### Exercise goal
Every line of the material is to be set down exactly as written.

-------

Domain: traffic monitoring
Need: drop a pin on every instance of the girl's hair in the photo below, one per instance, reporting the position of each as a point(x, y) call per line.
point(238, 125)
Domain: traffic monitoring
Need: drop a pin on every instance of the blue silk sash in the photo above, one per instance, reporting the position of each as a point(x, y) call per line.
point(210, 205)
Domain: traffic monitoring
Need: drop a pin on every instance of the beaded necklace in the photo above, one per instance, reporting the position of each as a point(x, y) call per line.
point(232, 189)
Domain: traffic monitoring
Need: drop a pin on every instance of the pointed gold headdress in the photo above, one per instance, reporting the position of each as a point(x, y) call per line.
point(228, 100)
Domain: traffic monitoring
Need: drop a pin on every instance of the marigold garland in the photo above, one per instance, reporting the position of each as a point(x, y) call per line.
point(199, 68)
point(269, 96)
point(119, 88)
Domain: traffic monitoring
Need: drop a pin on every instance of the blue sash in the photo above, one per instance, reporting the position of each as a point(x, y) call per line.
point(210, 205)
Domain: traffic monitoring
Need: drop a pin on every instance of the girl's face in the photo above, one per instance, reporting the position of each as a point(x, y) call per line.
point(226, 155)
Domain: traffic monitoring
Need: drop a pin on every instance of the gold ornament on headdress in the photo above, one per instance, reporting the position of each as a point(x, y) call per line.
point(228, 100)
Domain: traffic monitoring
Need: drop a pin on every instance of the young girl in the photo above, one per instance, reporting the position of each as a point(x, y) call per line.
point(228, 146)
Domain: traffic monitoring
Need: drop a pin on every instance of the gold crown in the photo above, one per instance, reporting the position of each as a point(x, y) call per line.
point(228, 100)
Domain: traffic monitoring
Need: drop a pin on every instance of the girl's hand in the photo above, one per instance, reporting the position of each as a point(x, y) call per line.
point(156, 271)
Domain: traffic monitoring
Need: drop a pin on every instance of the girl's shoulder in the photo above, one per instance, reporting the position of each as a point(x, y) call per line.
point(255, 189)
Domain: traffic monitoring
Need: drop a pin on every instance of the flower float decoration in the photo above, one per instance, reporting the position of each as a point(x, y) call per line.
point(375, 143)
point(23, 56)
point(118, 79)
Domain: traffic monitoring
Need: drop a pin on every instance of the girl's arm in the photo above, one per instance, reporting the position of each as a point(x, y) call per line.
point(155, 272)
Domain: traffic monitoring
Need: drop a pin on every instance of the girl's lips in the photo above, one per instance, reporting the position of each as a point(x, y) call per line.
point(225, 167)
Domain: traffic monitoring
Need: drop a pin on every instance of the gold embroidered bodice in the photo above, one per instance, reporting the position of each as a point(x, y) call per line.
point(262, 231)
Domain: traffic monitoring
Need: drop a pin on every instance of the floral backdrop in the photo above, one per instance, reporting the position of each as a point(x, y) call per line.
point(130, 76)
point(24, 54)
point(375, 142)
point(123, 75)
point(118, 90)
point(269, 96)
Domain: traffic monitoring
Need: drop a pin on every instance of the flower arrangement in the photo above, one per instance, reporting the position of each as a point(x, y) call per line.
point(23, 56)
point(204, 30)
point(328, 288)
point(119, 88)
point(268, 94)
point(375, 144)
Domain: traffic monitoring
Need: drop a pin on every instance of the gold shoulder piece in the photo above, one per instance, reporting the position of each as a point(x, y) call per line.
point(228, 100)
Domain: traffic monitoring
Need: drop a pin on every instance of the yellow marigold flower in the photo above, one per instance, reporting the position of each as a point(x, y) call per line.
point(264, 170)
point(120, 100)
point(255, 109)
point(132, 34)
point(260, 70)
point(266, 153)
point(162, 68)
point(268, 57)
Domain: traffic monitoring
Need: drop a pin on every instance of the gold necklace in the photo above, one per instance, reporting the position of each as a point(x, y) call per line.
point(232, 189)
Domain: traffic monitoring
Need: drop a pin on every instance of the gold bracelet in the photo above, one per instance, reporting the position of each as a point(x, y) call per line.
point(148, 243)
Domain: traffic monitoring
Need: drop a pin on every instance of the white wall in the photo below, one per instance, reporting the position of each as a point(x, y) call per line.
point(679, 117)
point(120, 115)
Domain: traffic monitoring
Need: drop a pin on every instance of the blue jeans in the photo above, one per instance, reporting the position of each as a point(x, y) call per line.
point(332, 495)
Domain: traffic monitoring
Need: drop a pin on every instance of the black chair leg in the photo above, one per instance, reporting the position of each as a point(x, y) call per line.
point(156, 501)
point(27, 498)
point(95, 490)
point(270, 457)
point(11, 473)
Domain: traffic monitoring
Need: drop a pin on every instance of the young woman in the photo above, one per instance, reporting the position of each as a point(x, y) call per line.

-------

### Problem solution
Domain: traffic monitoring
Need: drop a pin on every instance of the girl's hair in the photo below, one per instance, reporting the position of each as a point(x, y) call per line.
point(238, 125)
Domain: traffic monitoring
Need: drop a pin on every instance of the blue silk sash in the photo above, one per instance, reporting the position of each as a point(x, y) call per line.
point(210, 205)
Domain: traffic monitoring
Need: drop a pin on every instance of the beaded necklace in the photo above, one per instance, reporting the position of each as a point(x, y) call per line.
point(232, 189)
Domain: traffic monitoring
Need: drop a pin on every instance of the pointed gold headdress in the photo above, one per instance, reporting the position of each as a point(x, y) call per line.
point(228, 100)
Domain: traffic monitoring
Need: drop a pin on every instance of the marigold garland in the photo above, one per instance, reporting the position of each as a point(x, y) call per line.
point(199, 68)
point(269, 96)
point(119, 88)
Domain: traffic monitoring
Need: drop a pin on every instance of the blue sash in the photo above, one per instance, reporting the position of each as a point(x, y) call per line.
point(210, 205)
Domain: traffic monitoring
Need: drop a pin on every instance of the girl's face in the photo above, one per instance, reporting the position of each as a point(x, y) call per line.
point(226, 155)
Domain: traffic monitoring
Need: drop a pin on every instance of the gold ornament on headdress in the photo above, one per instance, reporting the position of each as a point(x, y) call per line.
point(228, 100)
Domain: traffic monitoring
Need: drop a pin on every instance of the young girl in the photo above, one per instance, reporting the position of each as a point(x, y) call per line.
point(228, 146)
Domain: traffic monitoring
Need: drop a pin on every instance of the gold crown in the photo above, one per instance, reporting the position of each as a point(x, y) call per line.
point(228, 100)
Domain: traffic monitoring
Need: drop a pin on every instance of the girl's hand in the photo above, one per instance, reporting the position of each as a point(x, y) call per line.
point(156, 271)
Domain: traffic monitoring
Need: drop a pin on every instance of the girl's shoulder in the photo above, one per instance, reporting the position of each as a point(x, y) call per line.
point(255, 189)
Domain: traffic monitoring
Need: drop a pin on every instance of the flower float decoration in the photo above, one per instance, reporting the position of each as a point(x, y) call per line.
point(375, 143)
point(23, 56)
point(118, 79)
Domain: traffic monitoring
Need: drop a pin on every instance of the girl's arm in the photo above, one per instance, reporting the position of each as a point(x, y) call per line.
point(155, 272)
Domain: traffic monitoring
Need: drop a pin on every instance of the girl's lips in the photo above, one per instance, reporting the position of each as a point(x, y) call per line.
point(225, 167)
Domain: traffic monitoring
Need: drop a pin on every instance of the gold embroidered bodice in the photo above, one per instance, reporting the position of each as a point(x, y) call per line.
point(262, 231)
Domain: traffic monitoring
Need: drop a pin on every instance of the floral backdrop in the photo above, one per instance, reporting the position of each as a point(x, y) call per line.
point(130, 76)
point(24, 54)
point(375, 142)
point(123, 75)
point(118, 90)
point(269, 96)
Domain: traffic monitoring
Need: drop a pin on every instance of the flower arrangement in the photo above, one per instance, reporting the position of each as a point(x, y) call per line.
point(23, 56)
point(204, 30)
point(328, 288)
point(119, 88)
point(268, 94)
point(375, 144)
Domain: traffic monitoring
Need: drop a pin on every instance of the gold shoulder piece in the photo above, one per instance, reporting the position of each as a point(x, y) call per line.
point(228, 100)
Domain: traffic monitoring
Need: drop a pin on every instance of the yellow marigold flower in the photo above, one per instance, reporting the position of each as a point(x, y) call per line.
point(264, 170)
point(120, 100)
point(255, 109)
point(132, 34)
point(260, 70)
point(266, 153)
point(162, 68)
point(268, 57)
Domain: traffic monitoring
Need: drop a pin on every instance of the gold necklace in the photo above, one per instance, reporting the position of each as a point(x, y) call per line.
point(232, 189)
Domain: traffic monitoring
Need: drop a pin on every instance of the gold bracelet in the photo above, one per instance, reporting the position of each as a point(x, y) call per line.
point(148, 243)
Domain: traffic monitoring
Need: drop a pin on every instance of the white wall in the photo below, one per instance, reporting the position of each as a point(x, y) call per line.
point(679, 117)
point(120, 115)
Domain: traffic monitoring
Need: drop a pin on every instance of the blue jeans in the photo above, one per instance, reporting the position of each as a point(x, y) call per line.
point(332, 495)
Domain: traffic monitoring
Need: drop a pin on every instance of the black chair leg in the photo above, one per instance, reporting the position of each as a point(x, y) call per line.
point(156, 501)
point(27, 498)
point(95, 490)
point(270, 457)
point(11, 473)
Domain: traffic monitoring
Need: drop a pin on every instance of the young woman in the photo above, one per instance, reporting the position of each as a point(x, y) call per line.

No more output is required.